| PASSAGE |

##########

Commenting on the prophetic nature of her mom’s words, Beth says, “I think it’s so funny now because, boy, did my mouth open!”


From Defeat to Victory


Like most childhood victims, Beth kept the abuse to herself. Not even her family knew. Nor were they aware of the cycle of defeat she experienced in her teens and early 20s as a result–a habitual pattern of sin, remorse and repentance she now says was even harder to deal with than her victimization.


Beth tried to “push down” her past, she says, because for many years she thought that was the objective of the Christian life–to forget it and cover it with outward manifestations of piety. But when she reached her 30s, she was forced to “deal with [her] stuff,” she says.


“That monster I’d been trying to keep down as long as I could stood up like a nine-foot Goliath, and … all my past came back to me suddenly. I went through a season [in which] I absolutely despaired of life.”


Interestingly, this season began in the late 1980s, right after Beth had written her first Bible study–but before it had been considered for publication. She had no idea that God was about to develop her calling as a writer and minister of the Word, but she believes the enemy did.

##########

| BRIEF 1 |
Please check statements (a), (b) and (c) against the passage. For each, answer yes or no and quote the words that decide it. (a) Beth's family knew about the abuse. (b) Beth was forced to deal with her past once she reached her 30s. (c) The season of despair began before Beth wrote her first Bible study.
| BRIEF 2 |
According to the passage, when did Beth's season of despair begin?
| BRIEF 3 |
Restate the part of the passage that starts at the words "Like most childhood" and ends after "than her victimization.", with "abuse" renamed to "mistreatment".

| DATA SEGMENT |
##########

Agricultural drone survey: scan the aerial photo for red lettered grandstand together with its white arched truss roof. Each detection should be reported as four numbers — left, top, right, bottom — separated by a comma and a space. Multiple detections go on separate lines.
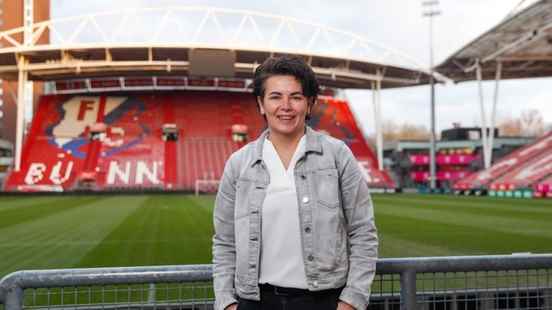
0, 7, 439, 191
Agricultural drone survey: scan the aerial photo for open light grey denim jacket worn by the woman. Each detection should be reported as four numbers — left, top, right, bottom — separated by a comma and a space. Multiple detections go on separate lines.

##########

| SOLUTION 1 |
(a) No: "Not even her family knew."
(b) Yes: "But when she reached her 30s, she was forced to “deal with [her] stuff,” she says."
(c) No: "Interestingly, this season began in the late 1980s, right after Beth had written her first Bible study–but before it had been considered for publication."

| SOLUTION 2 |
It began in the late 1980s, right after Beth had written her first Bible study.

| SOLUTION 3 |
Like most childhood victims, Beth kept the mistreatment to herself. Not even her family knew. Nor were they aware of the cycle of defeat she experienced in her teens and early 20s as a result–a habitual pattern of sin, remorse and repentance she now says was even harder to deal with than her victimization.